__Activity__. Can you copy every one of the records below word for word, leaving out the pictures?

Stored items from a collection

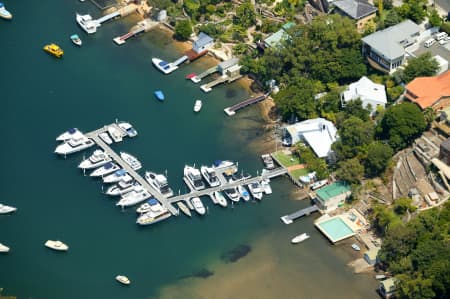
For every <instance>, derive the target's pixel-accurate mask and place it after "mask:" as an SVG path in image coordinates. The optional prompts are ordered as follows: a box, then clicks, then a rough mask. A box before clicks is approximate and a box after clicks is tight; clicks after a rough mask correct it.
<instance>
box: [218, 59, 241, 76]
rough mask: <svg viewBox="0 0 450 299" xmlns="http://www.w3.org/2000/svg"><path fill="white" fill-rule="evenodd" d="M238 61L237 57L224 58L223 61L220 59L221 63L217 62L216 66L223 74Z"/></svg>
mask: <svg viewBox="0 0 450 299" xmlns="http://www.w3.org/2000/svg"><path fill="white" fill-rule="evenodd" d="M238 63H239V58H237V57H233V58H231V59H228V60H225V61H222V62H221V63H219V65H218V66H217V68H218V70H219V72H220V73H221V74H222V75H225V73H226V71H227V70H228V69H230V68H231V67H233V66H235V65H237V64H238Z"/></svg>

__Output below__.
For every <instance>, derive the target's pixel-accurate mask and place it after "mask:" as an SVG path in image coordinates. The optional prompts are ordered as follows: a box, then clicks, then a rough mask. A box before clicks is approximate and a box after clicks is tight; clicks after a rough mask correct it.
<instance>
box: [218, 59, 241, 76]
rough mask: <svg viewBox="0 0 450 299" xmlns="http://www.w3.org/2000/svg"><path fill="white" fill-rule="evenodd" d="M238 61L237 57L224 58L223 61L220 59L221 63L217 62L216 66L223 74Z"/></svg>
mask: <svg viewBox="0 0 450 299" xmlns="http://www.w3.org/2000/svg"><path fill="white" fill-rule="evenodd" d="M238 63H239V58H237V57H233V58H231V59H228V60H225V61H222V62H221V63H219V65H218V66H217V68H218V70H219V72H220V73H221V74H222V75H225V73H226V71H227V70H228V69H230V68H231V67H233V66H235V65H237V64H238Z"/></svg>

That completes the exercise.